(Stored items)

▶

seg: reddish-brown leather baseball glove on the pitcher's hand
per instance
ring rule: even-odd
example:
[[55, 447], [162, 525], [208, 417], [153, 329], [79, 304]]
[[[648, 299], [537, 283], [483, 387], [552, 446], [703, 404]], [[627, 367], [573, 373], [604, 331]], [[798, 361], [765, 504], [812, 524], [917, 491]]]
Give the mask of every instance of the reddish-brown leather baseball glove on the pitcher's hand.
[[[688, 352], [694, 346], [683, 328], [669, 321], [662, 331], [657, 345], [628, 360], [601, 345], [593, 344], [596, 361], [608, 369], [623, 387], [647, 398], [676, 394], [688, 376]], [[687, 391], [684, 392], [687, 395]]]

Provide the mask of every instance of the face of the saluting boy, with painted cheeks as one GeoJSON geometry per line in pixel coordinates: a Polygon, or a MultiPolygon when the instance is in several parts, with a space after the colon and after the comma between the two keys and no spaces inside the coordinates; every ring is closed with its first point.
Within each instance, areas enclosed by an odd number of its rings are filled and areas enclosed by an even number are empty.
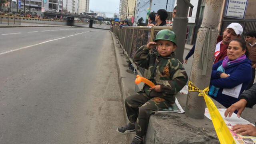
{"type": "Polygon", "coordinates": [[[177,48],[177,46],[169,40],[157,40],[156,43],[157,51],[161,56],[168,56],[177,48]]]}

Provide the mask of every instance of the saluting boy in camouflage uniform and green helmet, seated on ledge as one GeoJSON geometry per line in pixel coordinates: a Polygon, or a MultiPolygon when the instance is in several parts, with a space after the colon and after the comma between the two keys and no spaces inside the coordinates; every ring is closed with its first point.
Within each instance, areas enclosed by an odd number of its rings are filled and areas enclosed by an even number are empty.
{"type": "Polygon", "coordinates": [[[161,30],[154,42],[149,42],[136,52],[134,61],[148,69],[148,79],[156,86],[150,88],[144,84],[142,91],[125,99],[126,114],[130,122],[117,129],[122,134],[135,133],[131,144],[142,144],[148,128],[150,115],[168,108],[175,103],[175,96],[187,83],[188,76],[182,63],[175,58],[176,35],[171,30],[161,30]],[[150,54],[151,48],[157,51],[150,54]],[[139,108],[140,107],[140,108],[139,108]]]}

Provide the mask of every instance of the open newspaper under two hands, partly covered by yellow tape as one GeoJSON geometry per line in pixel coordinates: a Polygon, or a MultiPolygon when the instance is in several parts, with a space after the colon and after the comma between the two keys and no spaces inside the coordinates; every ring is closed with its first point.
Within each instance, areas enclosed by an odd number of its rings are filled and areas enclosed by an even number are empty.
{"type": "MultiPolygon", "coordinates": [[[[256,144],[256,137],[255,136],[242,136],[240,134],[234,133],[231,130],[232,126],[234,126],[236,124],[252,124],[252,123],[248,122],[247,120],[245,120],[241,117],[238,118],[235,113],[233,113],[230,118],[228,118],[228,117],[225,118],[224,113],[225,113],[226,109],[225,108],[220,108],[218,110],[219,110],[220,115],[222,116],[224,122],[228,126],[228,129],[229,129],[231,135],[233,136],[236,144],[256,144]]],[[[205,109],[204,115],[211,120],[208,108],[205,109]]],[[[254,126],[254,124],[252,124],[252,125],[254,126]]]]}

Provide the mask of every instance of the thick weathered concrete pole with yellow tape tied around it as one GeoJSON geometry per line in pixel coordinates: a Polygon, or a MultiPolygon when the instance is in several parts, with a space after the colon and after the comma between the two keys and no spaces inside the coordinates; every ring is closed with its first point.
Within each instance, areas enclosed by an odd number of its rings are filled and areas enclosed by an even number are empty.
{"type": "MultiPolygon", "coordinates": [[[[190,82],[200,90],[204,90],[210,84],[222,3],[223,0],[206,0],[205,2],[204,18],[201,28],[198,30],[190,73],[190,82]]],[[[203,96],[198,96],[198,92],[188,91],[185,110],[186,116],[203,119],[205,106],[203,96]]]]}

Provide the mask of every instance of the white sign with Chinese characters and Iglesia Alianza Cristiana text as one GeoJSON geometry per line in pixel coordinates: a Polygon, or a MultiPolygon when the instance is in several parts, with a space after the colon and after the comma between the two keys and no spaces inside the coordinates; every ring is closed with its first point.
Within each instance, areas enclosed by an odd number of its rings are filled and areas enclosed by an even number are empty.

◀

- EXERCISE DESCRIPTION: Return the entries above exactly, skipping any images.

- ANSWER BOX:
seg: reddish-brown leather baseball glove on the pitcher's hand
per instance
ring rule: even-odd
example:
[[55, 447], [162, 525], [208, 417], [153, 329], [79, 304]]
[[[648, 299], [537, 283], [483, 387], [552, 446], [703, 404]], [[627, 367], [573, 373], [604, 331]], [[798, 361], [765, 504], [812, 524], [917, 491]]]
Give the mask of every instance of the reddish-brown leather baseball glove on the pitcher's hand.
[[[688, 352], [694, 346], [683, 328], [669, 321], [662, 331], [657, 345], [628, 360], [601, 345], [593, 344], [596, 361], [608, 369], [623, 387], [647, 398], [676, 394], [688, 376]], [[687, 391], [684, 392], [687, 395]]]

Provide the mask of every instance of the face of the saluting boy, with painted cheeks as one GeoJSON geometry per line in pixel coordinates: a Polygon, or a MultiPolygon when the instance is in several parts, with a space after the colon and after the comma between the two keys and no spaces inside the coordinates; every ring is closed with its first point.
Within each instance, areas enclosed by an odd number of its rings are filled and areas enclosed by an even number are empty.
{"type": "Polygon", "coordinates": [[[177,48],[177,46],[169,40],[157,40],[156,43],[157,51],[161,56],[168,56],[177,48]]]}

Provide the mask of every instance of the saluting boy in camouflage uniform and green helmet, seated on ledge as one GeoJSON geometry per line in pixel coordinates: a Polygon, or a MultiPolygon when the instance is in several parts, with a space after the colon and after the comma between the two keys and no spaces inside the coordinates; every ring is closed with its first point.
Within each instance, areas enclosed by an odd number of its rings are filled and areas enclosed by an even number are empty.
{"type": "Polygon", "coordinates": [[[161,30],[154,42],[149,42],[136,52],[134,61],[148,69],[148,79],[156,86],[150,88],[144,84],[142,91],[125,99],[126,114],[130,122],[117,129],[122,134],[135,133],[131,144],[142,144],[148,128],[150,115],[168,108],[175,103],[175,96],[187,83],[188,76],[182,63],[175,58],[176,35],[171,30],[161,30]],[[150,54],[151,48],[157,51],[150,54]],[[139,108],[140,107],[140,108],[139,108]]]}

Provide the mask of every instance of the open newspaper under two hands, partly covered by yellow tape as one GeoJSON geometry per line in pixel coordinates: a Polygon, or a MultiPolygon when the instance is in several parts, with a space after the colon and after the comma between the two keys and no spaces inside the coordinates; every ring is closed with its first point.
Within each instance, areas enclosed by an odd number of its rings are filled and areas enclosed by an even number are empty.
{"type": "MultiPolygon", "coordinates": [[[[256,144],[256,137],[255,136],[242,136],[240,134],[234,133],[231,130],[232,126],[234,126],[236,124],[252,124],[252,123],[248,122],[247,120],[245,120],[241,117],[238,118],[235,113],[233,113],[230,118],[228,118],[228,117],[225,118],[224,113],[225,113],[226,109],[225,108],[220,108],[218,110],[219,110],[220,115],[222,116],[224,122],[228,126],[228,129],[229,129],[231,135],[233,136],[236,144],[256,144]]],[[[205,109],[204,115],[211,120],[208,108],[205,109]]],[[[254,126],[254,124],[252,124],[252,125],[254,126]]]]}

Provide the mask of every instance of the thick weathered concrete pole with yellow tape tied around it as one GeoJSON geometry per line in pixel coordinates: a Polygon, or a MultiPolygon when the instance is in several parts, with a space after the colon and after the comma between the two keys and no spaces inside the coordinates; every ring is closed with its first point.
Within each instance, areas enclosed by an odd number of its rings are filled and areas enclosed by an even number are empty.
{"type": "MultiPolygon", "coordinates": [[[[190,82],[200,90],[204,90],[210,84],[222,3],[223,0],[206,0],[205,2],[204,18],[201,28],[198,30],[190,73],[190,82]]],[[[203,96],[198,96],[198,92],[188,91],[185,110],[186,116],[203,119],[205,106],[203,96]]]]}

Provide the mask of every instance of the white sign with Chinese characters and Iglesia Alianza Cristiana text as one GeoJSON geometry per line in pixel coordinates: a Polygon, or a MultiPolygon when the instance is in several parts, with a space after the colon and after the comma between the two keys and no spaces inside the coordinates; every ring is closed with its first point.
Within each instance, areas enclosed by an odd number of its rings are filled and areas enclosed by an even number are empty.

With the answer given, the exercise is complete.